> _TEXT SHOWN_

--- START ---

Appellate Attorney as Storyteller: A Postmodern Analysis of "Narrative" in Appellate Briefs

By Michelle Villanueva
2015, Vol. 7 No. 02 | pg. 1/2 |

The idea that narrative has an important role to play in the legal process is not a particularly radical one, at least since the rise of the scripted courtroom drama as entertainment. After all, this is a common genre in television and movies. The courtroom drama is dramatic because of the compelling story the parties have to tell and how that story gets told through the trial court process.

An appellate judge poring over briefs filled with legal analysis simply would not make for the most compelling television. However, it would show the shift in priorities that has traditionally occurred from the trial to the appellate process.

The appellate process, on the other hand, has a completely different set of priorities. Rarely do television courtroom dramas depict the proceedings of an appellate court, and not merely because the appellate court rarely schedules cases for oral argument. An appellate judge poring over briefs filled with legal analysis simply would not make for the most compelling television. However, it would show the shift in priorities that has traditionally occurred from the trial process to the appellate process. Generally, appellate judges are considered to be more deliberate and less emotional than juries (Anderson, 2010, 1). Thus, rather than presenting the most compelling stories, the appellate process has traditionally concerned itself primarily with legal analysis geared toward finding the truth through the use of logic.

--- END ---

> _RAW DATA_
--- START ---

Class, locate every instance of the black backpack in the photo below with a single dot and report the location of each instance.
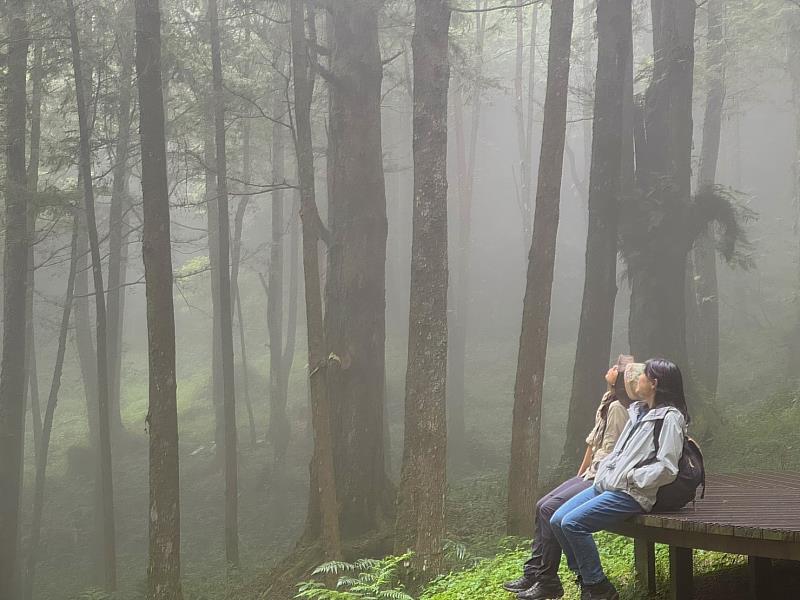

--- END ---

> _WORK TO DO_
a - In the article on narrative in appellate briefs, how are appellate judges generally considered to compare with juries?
b - In the article on narrative in appellate briefs, put "form" in place of "genre" and write out everything from "Appellate Attorney as" down to "trial court process.".
c - Extend the article on narrative in appellate briefs past its last sentence.

> _OUTPUTS BY TASK_
a - They are considered more deliberate and less emotional than juries.

b -
Appellate Attorney as Storyteller: A Postmodern Analysis of "Narrative" in Appellate Briefs

By Michelle Villanueva
2015, Vol. 7 No. 02 | pg. 1/2 |

The idea that narrative has an important role to play in the legal process is not a particularly radical one, at least since the rise of the scripted courtroom drama as entertainment. After all, this is a common form in television and movies. The courtroom drama is dramatic because of the compelling story the parties have to tell and how that story gets told through the trial court process.

c -
Aristotle set forth three main methods of persuasion: ethos, pathos and logos (Sheppard, 2009, 255-56). Ethos has to do with the believability and trustworthiness of the speaker. Pathos involves evoking some sort of emotional response on the part of the hearer, and logos consists of an argument based on analysis of the words themselves and an appeal to logic. Generally, pathos is associated with “the emotional or narrative aspects of argument” (Anderson, 2010, 3).

"It may not make for the most riveting courtroom drama, but narrative in appellate briefs could lead to something more significant. Through narrative, a judge reading an appellate brief is invited to see a party to a lawsuit, even one of a different racial or ethnic group, a different gender or different socioeconomic circumstance, as sharing in a common struggle."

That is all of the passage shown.